In the listing, from the line with "Each instance of the wooden picnic" through the end, change every "awning" to "canopy". Give back only those lines, with everything else left the same.

[Dataset excerpt]
+---+

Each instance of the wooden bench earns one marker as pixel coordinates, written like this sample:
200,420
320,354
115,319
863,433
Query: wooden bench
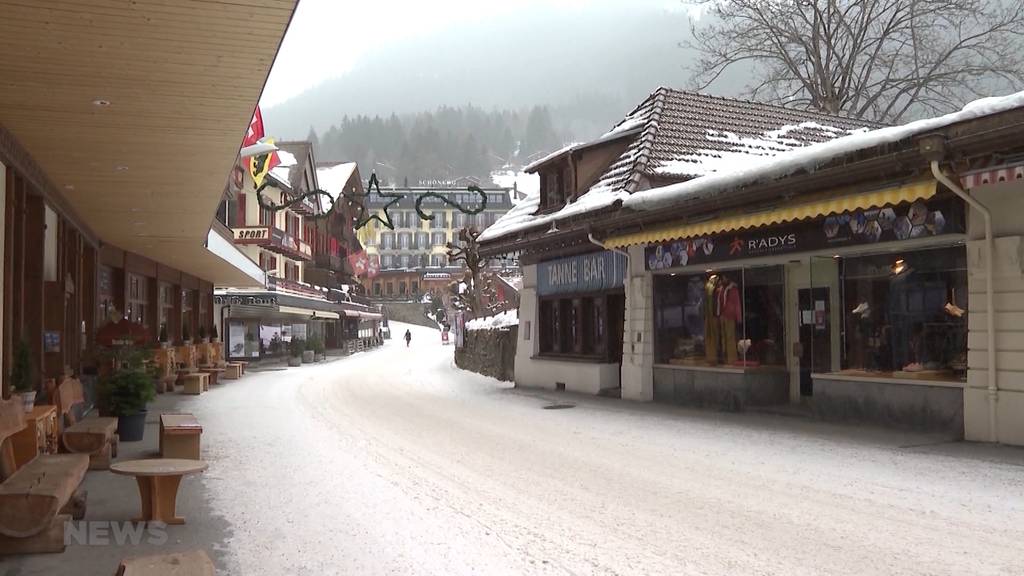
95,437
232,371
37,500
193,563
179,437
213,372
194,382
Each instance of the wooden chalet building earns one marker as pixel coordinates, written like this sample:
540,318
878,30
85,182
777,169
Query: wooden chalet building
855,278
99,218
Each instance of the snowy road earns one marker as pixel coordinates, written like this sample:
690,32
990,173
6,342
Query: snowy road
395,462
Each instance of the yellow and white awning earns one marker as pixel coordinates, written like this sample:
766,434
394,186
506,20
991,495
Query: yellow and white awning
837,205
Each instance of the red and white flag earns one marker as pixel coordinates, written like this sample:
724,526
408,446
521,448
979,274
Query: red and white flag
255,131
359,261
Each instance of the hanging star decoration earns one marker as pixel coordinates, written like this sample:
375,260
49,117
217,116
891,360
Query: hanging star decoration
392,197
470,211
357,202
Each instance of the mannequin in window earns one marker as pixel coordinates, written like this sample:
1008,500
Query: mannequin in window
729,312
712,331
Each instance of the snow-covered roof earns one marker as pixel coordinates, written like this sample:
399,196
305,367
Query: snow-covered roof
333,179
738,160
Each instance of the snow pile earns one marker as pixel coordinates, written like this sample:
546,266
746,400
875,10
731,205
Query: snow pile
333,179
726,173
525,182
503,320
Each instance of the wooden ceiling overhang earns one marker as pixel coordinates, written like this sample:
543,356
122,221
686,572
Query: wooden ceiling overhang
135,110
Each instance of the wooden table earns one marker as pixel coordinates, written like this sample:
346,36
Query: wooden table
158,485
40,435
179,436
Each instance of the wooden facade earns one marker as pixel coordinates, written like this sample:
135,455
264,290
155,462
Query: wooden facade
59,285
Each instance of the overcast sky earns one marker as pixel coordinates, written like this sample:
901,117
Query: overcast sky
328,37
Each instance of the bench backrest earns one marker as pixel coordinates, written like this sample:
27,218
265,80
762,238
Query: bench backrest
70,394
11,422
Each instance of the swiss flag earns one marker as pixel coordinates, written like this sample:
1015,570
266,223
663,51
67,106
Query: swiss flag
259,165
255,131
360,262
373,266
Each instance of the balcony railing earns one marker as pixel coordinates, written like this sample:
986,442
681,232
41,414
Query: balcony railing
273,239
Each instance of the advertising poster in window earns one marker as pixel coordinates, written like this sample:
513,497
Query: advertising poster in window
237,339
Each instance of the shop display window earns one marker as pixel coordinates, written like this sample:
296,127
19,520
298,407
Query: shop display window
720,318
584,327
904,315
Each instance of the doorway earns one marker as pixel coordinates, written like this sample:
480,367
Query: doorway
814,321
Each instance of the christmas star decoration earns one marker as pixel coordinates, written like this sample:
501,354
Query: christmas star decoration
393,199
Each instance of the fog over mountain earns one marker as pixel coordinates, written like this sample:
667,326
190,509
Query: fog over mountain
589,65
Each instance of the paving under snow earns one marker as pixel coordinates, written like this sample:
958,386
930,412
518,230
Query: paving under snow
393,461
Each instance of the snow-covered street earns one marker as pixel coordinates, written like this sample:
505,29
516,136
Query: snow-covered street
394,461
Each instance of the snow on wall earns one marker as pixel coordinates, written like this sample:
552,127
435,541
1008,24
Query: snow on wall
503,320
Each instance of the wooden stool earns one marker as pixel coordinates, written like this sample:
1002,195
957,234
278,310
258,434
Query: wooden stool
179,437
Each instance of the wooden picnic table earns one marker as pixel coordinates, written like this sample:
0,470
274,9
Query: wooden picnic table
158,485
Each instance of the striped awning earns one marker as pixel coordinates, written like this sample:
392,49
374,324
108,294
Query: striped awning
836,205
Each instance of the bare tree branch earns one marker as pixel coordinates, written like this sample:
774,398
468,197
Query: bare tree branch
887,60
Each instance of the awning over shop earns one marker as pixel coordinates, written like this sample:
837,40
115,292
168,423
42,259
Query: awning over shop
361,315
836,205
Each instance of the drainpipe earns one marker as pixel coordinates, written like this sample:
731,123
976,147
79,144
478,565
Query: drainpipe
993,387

+---+

◆ Answer to the task
Each instance of the wooden picnic table earns one marker as pixel coordinates, written like this sample:
0,470
274,9
Query: wooden picnic table
158,485
Each instance of the striped canopy earns one marker as pixel coordinates, written like this sample:
392,49
374,324
108,294
Query: striped canopy
836,205
Each instance of the bare tree branch earns one marker as pixel coordinates, written like this sample:
774,398
468,197
Query: bare tree branch
887,60
Each instance of the canopy over shop earns one marker as pixel coordinates, written like this sample:
837,40
115,292
168,423
42,259
Query: canopy over shop
361,315
836,205
Each instance of the drainpipe earns one marker as pixel coordinates, written like this sample:
731,123
976,147
79,144
478,565
Query: drainpipe
993,387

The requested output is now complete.